Which lines in the data below contain the string "reflection"? List each of them.

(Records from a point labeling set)
****************************************
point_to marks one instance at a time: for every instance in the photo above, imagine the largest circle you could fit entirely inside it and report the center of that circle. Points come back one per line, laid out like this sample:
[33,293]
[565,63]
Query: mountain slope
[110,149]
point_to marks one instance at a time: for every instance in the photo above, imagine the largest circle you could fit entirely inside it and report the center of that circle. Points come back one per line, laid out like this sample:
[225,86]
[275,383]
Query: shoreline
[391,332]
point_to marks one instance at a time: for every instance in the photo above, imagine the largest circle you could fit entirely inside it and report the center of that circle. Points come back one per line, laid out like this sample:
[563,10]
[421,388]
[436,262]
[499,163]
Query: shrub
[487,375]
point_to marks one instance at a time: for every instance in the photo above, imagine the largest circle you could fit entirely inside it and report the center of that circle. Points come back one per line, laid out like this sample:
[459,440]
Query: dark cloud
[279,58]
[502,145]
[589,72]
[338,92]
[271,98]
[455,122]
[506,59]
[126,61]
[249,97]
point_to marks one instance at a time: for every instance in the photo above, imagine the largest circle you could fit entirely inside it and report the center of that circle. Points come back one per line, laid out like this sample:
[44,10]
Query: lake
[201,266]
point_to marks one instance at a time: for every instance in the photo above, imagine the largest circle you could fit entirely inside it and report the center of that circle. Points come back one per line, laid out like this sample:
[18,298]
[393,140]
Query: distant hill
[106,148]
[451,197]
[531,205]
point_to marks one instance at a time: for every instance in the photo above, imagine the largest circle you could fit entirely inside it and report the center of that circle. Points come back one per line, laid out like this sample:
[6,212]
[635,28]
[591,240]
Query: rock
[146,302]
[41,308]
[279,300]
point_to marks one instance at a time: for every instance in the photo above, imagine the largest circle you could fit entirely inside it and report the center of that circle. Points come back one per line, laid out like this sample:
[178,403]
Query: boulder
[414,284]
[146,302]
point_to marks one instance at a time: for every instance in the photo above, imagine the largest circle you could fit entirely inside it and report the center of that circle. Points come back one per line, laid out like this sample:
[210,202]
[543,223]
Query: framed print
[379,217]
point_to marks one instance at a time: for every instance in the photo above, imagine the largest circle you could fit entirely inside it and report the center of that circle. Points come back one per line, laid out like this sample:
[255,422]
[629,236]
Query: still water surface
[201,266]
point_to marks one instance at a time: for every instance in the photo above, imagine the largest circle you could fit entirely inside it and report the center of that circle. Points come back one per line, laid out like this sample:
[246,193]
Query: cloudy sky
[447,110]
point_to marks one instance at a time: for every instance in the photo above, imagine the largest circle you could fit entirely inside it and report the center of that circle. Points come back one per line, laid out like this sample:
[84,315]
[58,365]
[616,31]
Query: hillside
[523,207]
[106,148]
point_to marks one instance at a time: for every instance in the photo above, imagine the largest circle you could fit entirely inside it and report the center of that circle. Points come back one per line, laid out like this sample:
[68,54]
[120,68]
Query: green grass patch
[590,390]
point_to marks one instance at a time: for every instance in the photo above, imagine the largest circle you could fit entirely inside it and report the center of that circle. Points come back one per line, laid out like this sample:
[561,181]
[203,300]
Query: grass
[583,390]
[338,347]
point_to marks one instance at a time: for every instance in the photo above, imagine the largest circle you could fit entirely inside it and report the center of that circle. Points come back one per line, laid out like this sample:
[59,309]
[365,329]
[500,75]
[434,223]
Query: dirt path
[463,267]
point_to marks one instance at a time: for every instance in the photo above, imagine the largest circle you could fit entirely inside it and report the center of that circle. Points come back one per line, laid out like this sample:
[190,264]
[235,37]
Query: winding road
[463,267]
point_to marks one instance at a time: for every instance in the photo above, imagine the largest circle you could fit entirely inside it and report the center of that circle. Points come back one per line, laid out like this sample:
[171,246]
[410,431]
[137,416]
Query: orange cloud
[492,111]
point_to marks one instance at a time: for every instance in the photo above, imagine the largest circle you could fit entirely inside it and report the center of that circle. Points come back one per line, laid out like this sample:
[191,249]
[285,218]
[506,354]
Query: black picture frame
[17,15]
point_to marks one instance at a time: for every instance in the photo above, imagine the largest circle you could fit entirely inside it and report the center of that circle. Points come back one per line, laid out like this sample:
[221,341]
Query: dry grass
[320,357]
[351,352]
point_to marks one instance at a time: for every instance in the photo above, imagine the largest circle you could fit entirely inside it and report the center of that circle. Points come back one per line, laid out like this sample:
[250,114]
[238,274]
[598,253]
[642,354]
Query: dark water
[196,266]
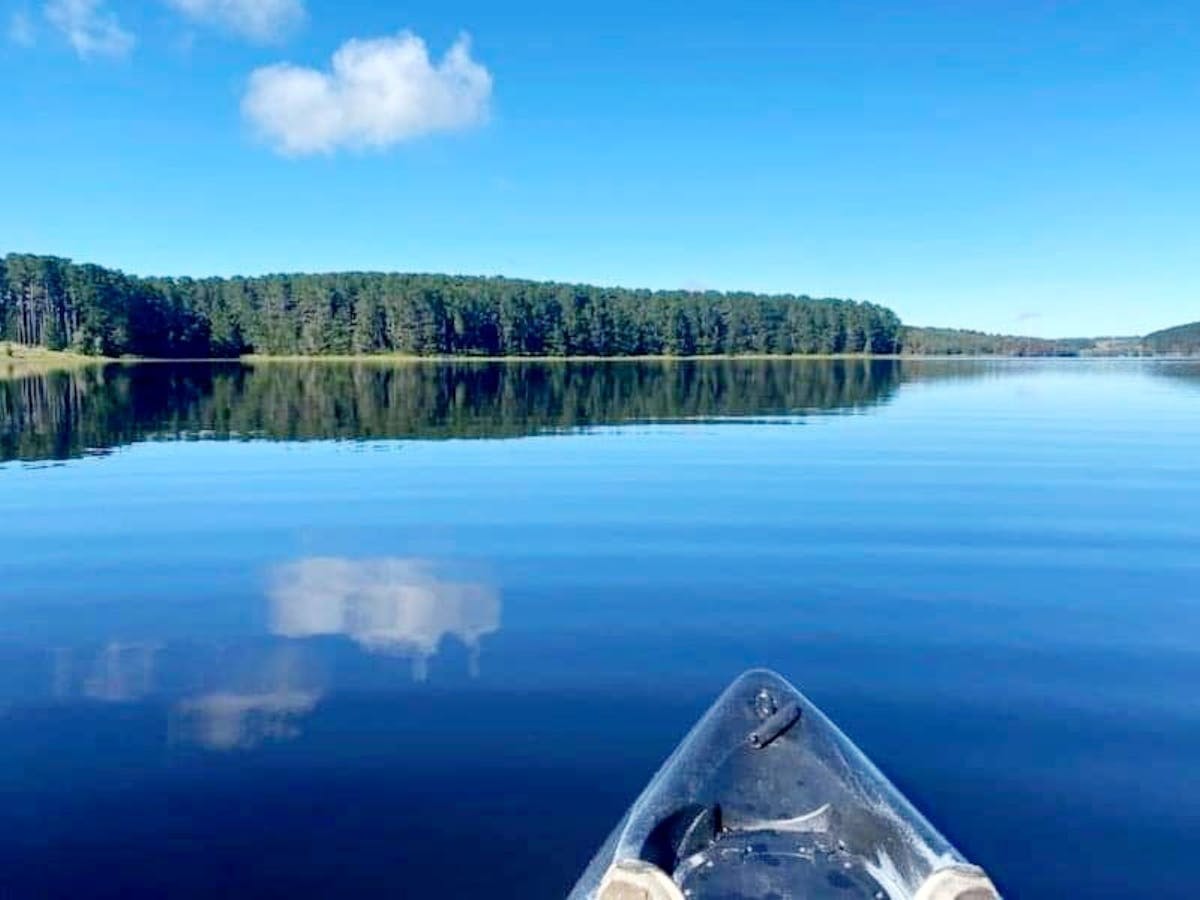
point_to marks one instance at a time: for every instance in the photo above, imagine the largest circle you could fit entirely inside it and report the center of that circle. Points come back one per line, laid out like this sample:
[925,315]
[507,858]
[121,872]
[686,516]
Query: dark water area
[311,630]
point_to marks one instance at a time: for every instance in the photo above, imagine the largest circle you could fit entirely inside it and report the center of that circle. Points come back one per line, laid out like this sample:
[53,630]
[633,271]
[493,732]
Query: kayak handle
[779,723]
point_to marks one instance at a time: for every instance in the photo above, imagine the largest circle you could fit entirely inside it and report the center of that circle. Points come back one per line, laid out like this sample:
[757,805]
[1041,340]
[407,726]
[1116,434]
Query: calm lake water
[315,630]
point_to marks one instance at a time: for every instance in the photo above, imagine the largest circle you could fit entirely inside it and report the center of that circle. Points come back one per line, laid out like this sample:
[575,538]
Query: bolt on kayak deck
[767,799]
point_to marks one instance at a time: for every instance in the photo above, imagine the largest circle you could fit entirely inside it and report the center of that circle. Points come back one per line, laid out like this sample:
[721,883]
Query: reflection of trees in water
[394,606]
[64,414]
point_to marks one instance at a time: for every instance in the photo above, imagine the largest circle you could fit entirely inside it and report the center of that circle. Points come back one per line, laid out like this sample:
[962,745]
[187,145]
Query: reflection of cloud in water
[119,673]
[396,606]
[252,706]
[233,721]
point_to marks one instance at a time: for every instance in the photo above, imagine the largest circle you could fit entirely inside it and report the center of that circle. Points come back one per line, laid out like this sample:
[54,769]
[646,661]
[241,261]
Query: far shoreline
[17,360]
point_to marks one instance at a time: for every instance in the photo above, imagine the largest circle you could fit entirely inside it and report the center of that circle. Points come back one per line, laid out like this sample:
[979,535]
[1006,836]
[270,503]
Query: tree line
[963,342]
[53,303]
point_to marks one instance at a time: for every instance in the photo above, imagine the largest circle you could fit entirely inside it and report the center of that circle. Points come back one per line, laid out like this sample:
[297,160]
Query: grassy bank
[400,358]
[18,359]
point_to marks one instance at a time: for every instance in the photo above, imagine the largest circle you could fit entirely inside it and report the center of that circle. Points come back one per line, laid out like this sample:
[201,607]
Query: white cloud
[377,93]
[21,29]
[90,28]
[256,19]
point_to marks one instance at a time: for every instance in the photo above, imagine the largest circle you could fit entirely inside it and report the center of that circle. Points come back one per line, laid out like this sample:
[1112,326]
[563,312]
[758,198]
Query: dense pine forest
[53,303]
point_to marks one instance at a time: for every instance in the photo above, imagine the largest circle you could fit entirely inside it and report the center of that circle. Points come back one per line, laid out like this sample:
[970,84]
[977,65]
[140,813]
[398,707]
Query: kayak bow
[767,799]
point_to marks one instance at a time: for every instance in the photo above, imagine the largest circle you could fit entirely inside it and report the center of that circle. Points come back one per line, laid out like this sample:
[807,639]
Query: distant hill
[961,342]
[1182,340]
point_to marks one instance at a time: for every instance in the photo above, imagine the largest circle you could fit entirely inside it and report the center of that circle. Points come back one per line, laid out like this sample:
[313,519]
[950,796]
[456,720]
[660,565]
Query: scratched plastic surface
[767,798]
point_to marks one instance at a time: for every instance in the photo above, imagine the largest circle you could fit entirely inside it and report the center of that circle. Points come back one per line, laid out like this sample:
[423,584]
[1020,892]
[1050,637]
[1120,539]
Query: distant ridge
[1182,340]
[54,304]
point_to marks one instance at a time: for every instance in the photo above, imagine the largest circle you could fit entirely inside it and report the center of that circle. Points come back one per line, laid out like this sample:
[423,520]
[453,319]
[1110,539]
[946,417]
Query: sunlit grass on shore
[17,360]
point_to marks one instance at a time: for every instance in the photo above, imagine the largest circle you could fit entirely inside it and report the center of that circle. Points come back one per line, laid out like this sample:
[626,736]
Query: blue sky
[1018,166]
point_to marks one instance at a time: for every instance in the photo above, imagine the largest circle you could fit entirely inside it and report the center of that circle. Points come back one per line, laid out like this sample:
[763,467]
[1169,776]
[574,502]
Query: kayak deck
[767,799]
****************************************
__Solution__:
Query: reflection of trees in water
Query: reflection of cloud in water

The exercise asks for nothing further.